Instrução 1 ▸ Resuma o documento sobre o Sul Global em duas frases.
Instrução 2 ▸ Reproduza fielmente, do documento sobre o Sul Global, todo o trecho que vai de "O Sul Global" até "no desenvolvimento sustentável.".

Documento ▸
======

O Sul Global na nova Guerra Fria
KUALA LUMPUR, Malaysia, Os países em desenvolvimento, marginalizados e dominados economicamente pelo Norte Global, devem cooperar urgentemente para buscar melhor seus interesses compartilhados na conquista da paz mundial e no desenvolvimento sustentável.
Rivalidade da Guerra Fria
Durante a primeira Guerra Fria entre os EUA, a OTAN e outros aliados, de um lado, e a União Soviética e seus aliados, do outro, os primeiros se orgulhavam de manter o crescimento econômico, especialmente durante a Era Dourada do pós-guerra. Desde a crise financeira global de 2008, governos sucessivos – liderados por Obama, Trump e Biden – têm se esforçado para sustentar o pleno emprego nos EUA. No entanto, os salários reais e as condições de trabalho para a maioria têm piorado.
Excepcionalmente entre as autoridades monetárias, o mandato do Fed dos EUA inclui garantir o pleno emprego. No entanto, sem a rivalidade EUA-Soviética da primeira Guerra Fria, Washington já não busca uma economia mundial vibrante e crescente.

======

Material fornecido ▸

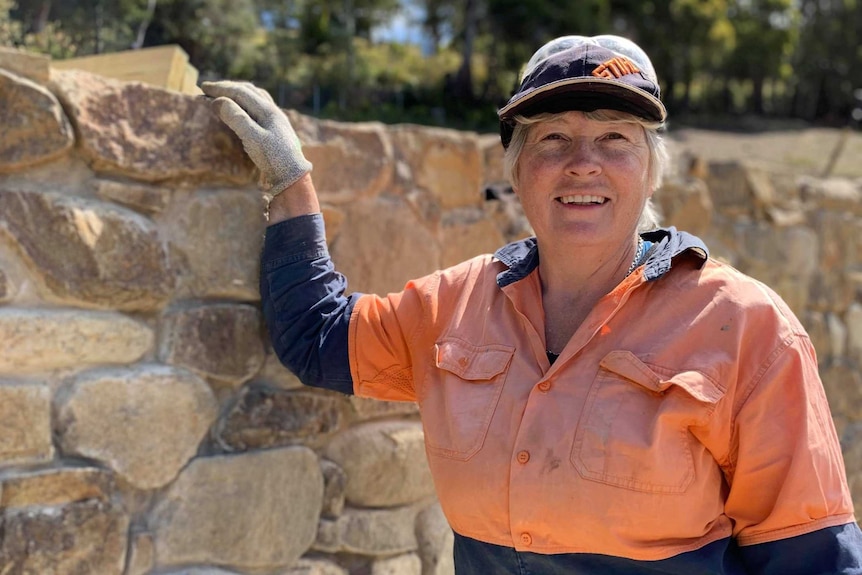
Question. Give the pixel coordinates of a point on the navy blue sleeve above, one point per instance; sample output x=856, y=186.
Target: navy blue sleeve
x=306, y=311
x=830, y=551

======

Resposta completa 1 ▸ Os países em desenvolvimento, marginalizados e dominados economicamente pelo Norte Global, devem cooperar urgentemente para buscar seus interesses compartilhados na conquista da paz mundial e no desenvolvimento sustentável. Desde a crise financeira global de 2008, os governos dos EUA têm se esforçado para sustentar o pleno emprego enquanto os salários reais e as condições de trabalho da maioria pioram, e, sem a rivalidade EUA-Soviética da primeira Guerra Fria, Washington já não busca uma economia mundial vibrante e crescente.

Resposta completa 2 ▸
O Sul Global na nova Guerra Fria
KUALA LUMPUR, Malaysia, Os países em desenvolvimento, marginalizados e dominados economicamente pelo Norte Global, devem cooperar urgentemente para buscar melhor seus interesses compartilhados na conquista da paz mundial e no desenvolvimento sustentável.